[Labeled contour entries]
>>>

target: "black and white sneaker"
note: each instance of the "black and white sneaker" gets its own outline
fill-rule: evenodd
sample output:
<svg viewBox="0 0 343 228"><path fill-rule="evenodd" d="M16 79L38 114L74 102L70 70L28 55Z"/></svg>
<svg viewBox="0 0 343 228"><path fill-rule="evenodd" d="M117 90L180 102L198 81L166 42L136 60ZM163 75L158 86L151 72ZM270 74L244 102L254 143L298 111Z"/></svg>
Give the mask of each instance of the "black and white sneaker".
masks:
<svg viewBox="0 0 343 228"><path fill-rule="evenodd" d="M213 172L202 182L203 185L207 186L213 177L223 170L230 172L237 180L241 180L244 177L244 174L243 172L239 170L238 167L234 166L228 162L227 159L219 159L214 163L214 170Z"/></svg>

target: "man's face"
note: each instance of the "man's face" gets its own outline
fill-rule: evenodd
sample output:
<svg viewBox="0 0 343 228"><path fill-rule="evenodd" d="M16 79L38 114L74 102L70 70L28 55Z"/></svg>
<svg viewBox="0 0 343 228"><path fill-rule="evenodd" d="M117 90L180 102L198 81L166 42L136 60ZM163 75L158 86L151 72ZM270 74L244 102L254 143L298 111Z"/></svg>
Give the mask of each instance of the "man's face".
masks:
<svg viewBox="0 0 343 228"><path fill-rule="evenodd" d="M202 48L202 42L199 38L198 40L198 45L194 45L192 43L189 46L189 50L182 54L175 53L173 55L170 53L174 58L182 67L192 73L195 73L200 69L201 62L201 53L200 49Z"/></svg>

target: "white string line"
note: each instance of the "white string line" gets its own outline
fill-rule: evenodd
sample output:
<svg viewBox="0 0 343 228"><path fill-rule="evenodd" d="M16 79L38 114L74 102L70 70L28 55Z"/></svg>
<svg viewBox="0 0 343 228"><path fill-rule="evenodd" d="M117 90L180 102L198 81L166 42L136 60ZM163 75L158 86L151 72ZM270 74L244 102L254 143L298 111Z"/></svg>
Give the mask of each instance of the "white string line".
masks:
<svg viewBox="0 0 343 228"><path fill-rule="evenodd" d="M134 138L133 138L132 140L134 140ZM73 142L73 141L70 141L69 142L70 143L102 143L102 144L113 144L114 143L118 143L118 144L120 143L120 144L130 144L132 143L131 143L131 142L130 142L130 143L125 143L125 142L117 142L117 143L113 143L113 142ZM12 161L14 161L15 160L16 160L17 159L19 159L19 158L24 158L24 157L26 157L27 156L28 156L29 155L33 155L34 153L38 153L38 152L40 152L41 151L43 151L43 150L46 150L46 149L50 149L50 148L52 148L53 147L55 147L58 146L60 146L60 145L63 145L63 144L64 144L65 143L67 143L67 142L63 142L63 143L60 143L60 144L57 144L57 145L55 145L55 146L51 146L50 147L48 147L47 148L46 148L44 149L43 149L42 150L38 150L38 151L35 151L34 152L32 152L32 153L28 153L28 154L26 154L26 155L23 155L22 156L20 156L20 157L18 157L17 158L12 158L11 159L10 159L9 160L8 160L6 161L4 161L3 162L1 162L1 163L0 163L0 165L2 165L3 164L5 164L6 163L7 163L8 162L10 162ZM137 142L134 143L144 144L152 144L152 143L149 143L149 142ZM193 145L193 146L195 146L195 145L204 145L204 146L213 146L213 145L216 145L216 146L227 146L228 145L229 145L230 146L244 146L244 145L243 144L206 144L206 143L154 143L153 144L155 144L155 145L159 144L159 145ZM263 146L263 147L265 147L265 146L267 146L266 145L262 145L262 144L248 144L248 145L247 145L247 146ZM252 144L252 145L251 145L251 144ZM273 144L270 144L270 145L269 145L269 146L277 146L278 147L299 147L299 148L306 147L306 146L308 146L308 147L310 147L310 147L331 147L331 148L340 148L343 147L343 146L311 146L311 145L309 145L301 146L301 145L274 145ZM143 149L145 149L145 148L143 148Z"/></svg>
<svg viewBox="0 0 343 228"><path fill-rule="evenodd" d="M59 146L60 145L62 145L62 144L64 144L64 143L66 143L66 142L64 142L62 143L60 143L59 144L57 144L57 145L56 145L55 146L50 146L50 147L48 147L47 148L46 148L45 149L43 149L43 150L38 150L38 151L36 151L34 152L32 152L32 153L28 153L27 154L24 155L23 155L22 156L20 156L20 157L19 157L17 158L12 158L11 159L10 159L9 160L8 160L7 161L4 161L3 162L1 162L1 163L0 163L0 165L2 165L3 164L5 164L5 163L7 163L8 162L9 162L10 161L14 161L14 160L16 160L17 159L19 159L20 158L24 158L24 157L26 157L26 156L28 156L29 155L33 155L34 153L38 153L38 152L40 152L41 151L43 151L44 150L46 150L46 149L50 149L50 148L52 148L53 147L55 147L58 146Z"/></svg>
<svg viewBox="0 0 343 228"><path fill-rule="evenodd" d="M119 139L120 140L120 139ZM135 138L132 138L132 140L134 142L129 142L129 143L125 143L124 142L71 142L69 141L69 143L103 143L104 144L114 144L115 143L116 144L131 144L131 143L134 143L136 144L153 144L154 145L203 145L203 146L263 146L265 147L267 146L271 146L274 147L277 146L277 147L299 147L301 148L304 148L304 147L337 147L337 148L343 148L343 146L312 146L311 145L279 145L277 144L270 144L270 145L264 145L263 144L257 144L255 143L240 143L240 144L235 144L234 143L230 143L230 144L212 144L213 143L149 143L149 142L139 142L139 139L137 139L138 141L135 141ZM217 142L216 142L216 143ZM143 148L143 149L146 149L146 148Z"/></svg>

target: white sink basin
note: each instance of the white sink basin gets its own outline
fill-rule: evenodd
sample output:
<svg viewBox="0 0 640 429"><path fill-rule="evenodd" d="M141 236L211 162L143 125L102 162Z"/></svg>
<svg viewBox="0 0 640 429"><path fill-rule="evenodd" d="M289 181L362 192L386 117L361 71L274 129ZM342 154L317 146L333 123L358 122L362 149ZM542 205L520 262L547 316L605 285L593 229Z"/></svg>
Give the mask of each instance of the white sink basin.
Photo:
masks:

<<<

THE PROBLEM: Copy out everything from the start of the records down to the line containing "172L202 182L203 185L207", including that line, without changing a character.

OUTPUT OF THE EXERCISE:
target: "black and white sneaker"
note: each instance of the "black and white sneaker" gets its own outline
fill-rule: evenodd
sample output:
<svg viewBox="0 0 343 228"><path fill-rule="evenodd" d="M16 79L38 114L74 102L70 70L28 55Z"/></svg>
<svg viewBox="0 0 343 228"><path fill-rule="evenodd" d="M117 90L180 102L198 81L166 42L136 60ZM163 75L158 86L151 72ZM270 74L244 102L254 143L298 111Z"/></svg>
Give the mask of each instance of the "black and white sneaker".
masks:
<svg viewBox="0 0 343 228"><path fill-rule="evenodd" d="M213 172L202 182L203 185L207 186L213 177L223 170L230 172L237 180L241 180L244 177L244 174L243 172L239 170L238 167L234 166L228 162L227 159L219 159L214 163L214 170Z"/></svg>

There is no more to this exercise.